(Location labeling records)
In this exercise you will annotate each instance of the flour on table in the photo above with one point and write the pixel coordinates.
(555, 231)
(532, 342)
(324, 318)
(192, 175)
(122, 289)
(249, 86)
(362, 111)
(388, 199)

▸ **TASK**: Reproduce the items above verbatim, preserving every line without alteration.

▸ **RESULT**:
In this exercise you will annotate each instance of the flour on table in the photo above with one point and write the pixel coordinates.
(555, 231)
(532, 342)
(324, 318)
(192, 175)
(122, 289)
(249, 86)
(362, 111)
(388, 199)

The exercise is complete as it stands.